(Instructions)
[1] List every character the Matrix review mentions by a capitalized name or title.
[2] Rewrite the paragraph of the Matrix review that begins "The therapist, who is actually known as The Analyst" as a short bulleted list, keeping its main facts.
[3] Output the passage from the Matrix review exactly. Begin at the words "The therapist, who" and stop after "for the worst.".

(Source document)
■ ■ ■
Neo had begun a surprising Era of peace. With that, there was also a civil war within the machines; since in the Matrix their primary energy source is from humans, more freed humans=less energy, leading to the machines fighting amongst each other. Anyways, Neo obviously wants to free Trinity. Go back to the Matrix it is! We see an epic fight scene with the Frenchman’s henchmen from Reloaded/Revolutions, who had all survived the purge, and Agent Smith. Neo and his team win, though with too much effort, as the team wants to bail. They still go for Trinity anyway, and it doesn’t go well.
The therapist, who is actually known as The Analyst, proves himself to be formidable. He is able to slow down time, even against Neo. He also reveals how Neo and Trinity are alive, and what for; they were resurrected (rebuilt), and because Neo and Trinity, together, were able to generate tremendous amounts of energy, which is why it was such a pain to save Neo, and for Trinity to even be considered. Neo is forced to leave. From this point on, this is where the movie takes a turn for the worst.
Sati, the little Indian girl from the trilogy, is all grown up now and has a plan to save Trinity, all because her dad was involved in making the contraption for Neo and Trinity (of which he shared the plans to her). Resurrections details this plan in an overused format, of which the plan is acted out simultaneously while being discussed. Whatever. Ultimately, Trinity is saved; but before, during, and after, we’re met with weak fight scenes. Most of the enemies are zombie like, and are either gunned down, or met with Neo using the force. Agent Smith makes an appearance to disrupt the Analyst, then just disappears for the rest of the movie.
Neo and Trinity get close to dying, but Trinity flies, woo-hoo! And that’s it. Afterwards, they finally get to meet in the real world (yay!), then shortly afterwards, they’re back in the Matrix, and confront the Analyst. This was a very weak scene, as the Analyst, who was presented as a formidable villain, is now a pathetic weakling all of a sudden. Neo and Trinity say they’re going to redesign the Matrix, then they both fly towards the screen. It was a much cringey and corny ending. Worse yet, despite there still being about 15 minutes remaining after the credits roll, there were no notable post credit scenes (there is one, but it contributes nothing and you’re better off not wasting time to see it), and no certainty of whether or not there would be another Matrix movie.
■ ■ ■
(Given data)
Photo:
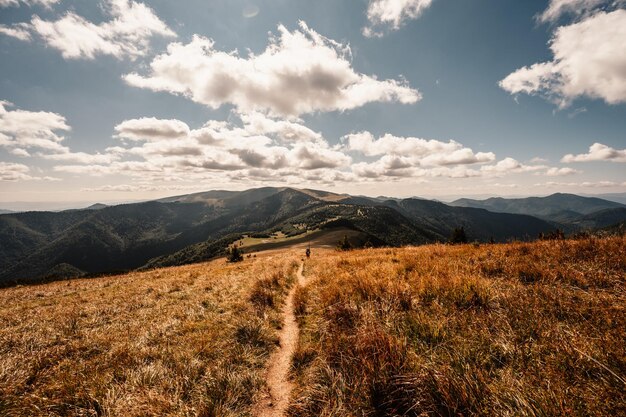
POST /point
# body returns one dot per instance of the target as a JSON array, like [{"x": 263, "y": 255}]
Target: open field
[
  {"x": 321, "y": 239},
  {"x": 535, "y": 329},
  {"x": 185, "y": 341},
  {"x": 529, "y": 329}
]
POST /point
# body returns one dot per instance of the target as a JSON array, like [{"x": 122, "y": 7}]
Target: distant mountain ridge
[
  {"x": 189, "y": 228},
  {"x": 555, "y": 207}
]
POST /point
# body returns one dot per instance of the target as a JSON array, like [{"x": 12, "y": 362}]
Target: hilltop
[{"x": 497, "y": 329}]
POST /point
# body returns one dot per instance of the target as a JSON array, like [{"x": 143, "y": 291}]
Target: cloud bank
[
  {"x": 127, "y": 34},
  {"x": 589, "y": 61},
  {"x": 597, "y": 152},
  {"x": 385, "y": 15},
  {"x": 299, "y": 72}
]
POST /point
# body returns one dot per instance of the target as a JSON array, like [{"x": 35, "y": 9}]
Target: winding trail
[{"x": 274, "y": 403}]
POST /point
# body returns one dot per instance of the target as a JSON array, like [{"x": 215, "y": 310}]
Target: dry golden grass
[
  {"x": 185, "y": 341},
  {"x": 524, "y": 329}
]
■ ■ ■
(Solutions to the exercise)
[1]
- Neo
- Trinity
- the Frenchman
- Agent Smith
- The Analyst (the therapist)
- Sati

[2]
- The therapist is The Analyst, and he proves a formidable opponent.
- He can slow down time, even against Neo.
- He reveals that Neo and Trinity were resurrected (rebuilt) because together they generate tremendous amounts of energy. That is why saving Neo was so hard and why Trinity was even considered.
- Neo is forced to leave.
- From this point, the movie takes a turn for the worst.

[3]
The therapist, who is actually known as The Analyst, proves himself to be formidable. He is able to slow down time, even against Neo. He also reveals how Neo and Trinity are alive, and what for; they were resurrected (rebuilt), and because Neo and Trinity, together, were able to generate tremendous amounts of energy, which is why it was such a pain to save Neo, and for Trinity to even be considered. Neo is forced to leave. From this point on, this is where the movie takes a turn for the worst.